======== Data extracts ========
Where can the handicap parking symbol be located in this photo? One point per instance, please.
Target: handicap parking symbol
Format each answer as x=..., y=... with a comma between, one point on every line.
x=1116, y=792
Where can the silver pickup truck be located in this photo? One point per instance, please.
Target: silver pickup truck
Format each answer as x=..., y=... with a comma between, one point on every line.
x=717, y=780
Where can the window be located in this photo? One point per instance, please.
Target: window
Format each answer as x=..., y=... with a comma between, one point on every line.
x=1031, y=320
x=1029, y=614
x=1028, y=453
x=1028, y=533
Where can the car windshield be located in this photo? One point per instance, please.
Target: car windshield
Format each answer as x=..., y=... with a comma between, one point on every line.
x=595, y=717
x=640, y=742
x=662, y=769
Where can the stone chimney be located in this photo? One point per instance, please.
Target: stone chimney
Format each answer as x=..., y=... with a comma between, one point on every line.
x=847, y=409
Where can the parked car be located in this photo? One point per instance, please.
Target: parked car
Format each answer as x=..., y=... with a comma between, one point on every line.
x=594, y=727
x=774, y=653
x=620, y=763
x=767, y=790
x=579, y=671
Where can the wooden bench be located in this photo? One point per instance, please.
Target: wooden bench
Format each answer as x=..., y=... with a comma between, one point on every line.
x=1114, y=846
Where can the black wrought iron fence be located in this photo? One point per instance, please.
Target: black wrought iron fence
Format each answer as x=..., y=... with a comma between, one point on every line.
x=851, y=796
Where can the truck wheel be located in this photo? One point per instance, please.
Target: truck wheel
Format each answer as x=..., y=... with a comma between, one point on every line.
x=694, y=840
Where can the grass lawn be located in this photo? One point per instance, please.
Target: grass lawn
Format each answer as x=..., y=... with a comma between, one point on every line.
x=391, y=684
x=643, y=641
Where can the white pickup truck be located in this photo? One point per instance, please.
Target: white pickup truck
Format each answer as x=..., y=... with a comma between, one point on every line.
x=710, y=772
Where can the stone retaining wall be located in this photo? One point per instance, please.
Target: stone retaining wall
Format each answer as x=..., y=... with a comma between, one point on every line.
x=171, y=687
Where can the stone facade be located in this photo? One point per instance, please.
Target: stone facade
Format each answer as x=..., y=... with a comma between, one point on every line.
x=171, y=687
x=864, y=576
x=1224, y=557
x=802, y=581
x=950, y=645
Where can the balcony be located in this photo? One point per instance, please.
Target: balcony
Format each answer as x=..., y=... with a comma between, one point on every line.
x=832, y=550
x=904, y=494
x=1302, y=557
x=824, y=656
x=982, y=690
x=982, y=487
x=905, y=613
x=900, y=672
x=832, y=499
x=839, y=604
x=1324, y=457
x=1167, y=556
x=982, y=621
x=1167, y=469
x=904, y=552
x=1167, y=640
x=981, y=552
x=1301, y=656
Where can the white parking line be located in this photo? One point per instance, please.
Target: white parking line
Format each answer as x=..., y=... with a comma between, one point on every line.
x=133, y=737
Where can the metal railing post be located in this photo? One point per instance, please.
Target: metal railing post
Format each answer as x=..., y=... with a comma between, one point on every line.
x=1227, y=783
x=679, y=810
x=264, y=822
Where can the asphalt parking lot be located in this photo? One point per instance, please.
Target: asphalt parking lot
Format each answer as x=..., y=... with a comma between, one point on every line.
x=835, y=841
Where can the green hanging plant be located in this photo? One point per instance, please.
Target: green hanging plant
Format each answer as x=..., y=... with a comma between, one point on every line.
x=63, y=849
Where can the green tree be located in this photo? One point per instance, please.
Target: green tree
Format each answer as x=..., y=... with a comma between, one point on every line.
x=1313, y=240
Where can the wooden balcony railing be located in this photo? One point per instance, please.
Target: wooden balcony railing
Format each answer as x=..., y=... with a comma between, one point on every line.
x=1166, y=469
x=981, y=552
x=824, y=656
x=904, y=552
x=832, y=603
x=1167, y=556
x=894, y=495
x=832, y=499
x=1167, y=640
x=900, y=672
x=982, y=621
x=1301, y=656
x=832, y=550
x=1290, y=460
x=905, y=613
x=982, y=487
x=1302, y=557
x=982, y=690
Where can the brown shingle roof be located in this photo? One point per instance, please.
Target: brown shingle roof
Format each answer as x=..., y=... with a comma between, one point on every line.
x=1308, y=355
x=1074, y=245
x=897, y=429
========
> Brief
Reproduce each line of the records in which the string "bench" appears.

> Task output
Where can the wooden bench be located in this photo? One point per instance, please.
Target: wooden bench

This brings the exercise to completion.